If information should have been disclosed at the time of the request but later events mean that disclosure would now be undesirable, the Commissioner has the discretion to find a breach of s1(1)(b) or reg 5(1) but to indicate in the Decision Notice that no steps are required.


Further Information

LTT92 confirms that consideration of the exemptions and public interest test should be based on the circumstances as they existed at the time of the request, or at least the time for compliance with sections 10 and 17.

However, if circumstances have since changed to the extent that disclosure would now be undesirable at the time the Commissioner makes his decision, he will recognise this by indicating that no steps are required in order for the public authority to comply with the Act or Regulations.

This does not mean that caseworkers need to investigate whether there has been any relevant change of circumstances in every case. Only in limited circumstances is it likely to be necessary to use the discretion not to order disclosure, where the change in circumstances is explicitly raised by the public authority or is otherwise obvious from the context of the case. Cases where the Commissioner chooses to exercise his discretion may for example include:

  • where responsibilities have transferred from one public authority to another, so that a statutory bar would now apply to the disclosure
  • a change in circumstances after the request which means it would now be unfair to reveal personal data.
  • other evidence of an impact on the rights of individuals — eg due to a change in circumstances disclosure would now compromise an individual’s health or safety
  • court proceedings have been commenced since the date of the request and disclosure would prejudice the fairness of the trial

This is not intended to be an exhaustive list and there may be other situations where we would exercise this discretion Caseworkers are advised to obtain a steer from their Group Manager or another signatory if they consider ordering disclosure would now be inappropriate.

▶ **Supplied information**

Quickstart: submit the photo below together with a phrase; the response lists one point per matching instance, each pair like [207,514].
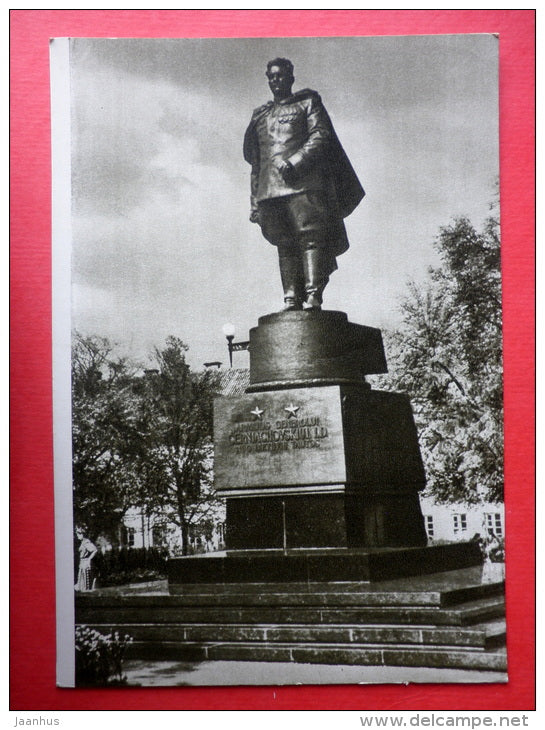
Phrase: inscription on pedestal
[274,439]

▶ **Exercise instructions**
In the guidance on changed circumstances above, write out the stretch from "If information should" through "Act or Regulations." again, replacing "Decision Notice" with "decision letter".

▶ **Answer for the task**
If information should have been disclosed at the time of the request but later events mean that disclosure would now be undesirable, the Commissioner has the discretion to find a breach of s1(1)(b) or reg 5(1) but to indicate in the decision letter that no steps are required.


Further Information

LTT92 confirms that consideration of the exemptions and public interest test should be based on the circumstances as they existed at the time of the request, or at least the time for compliance with sections 10 and 17.

However, if circumstances have since changed to the extent that disclosure would now be undesirable at the time the Commissioner makes his decision, he will recognise this by indicating that no steps are required in order for the public authority to comply with the Act or Regulations.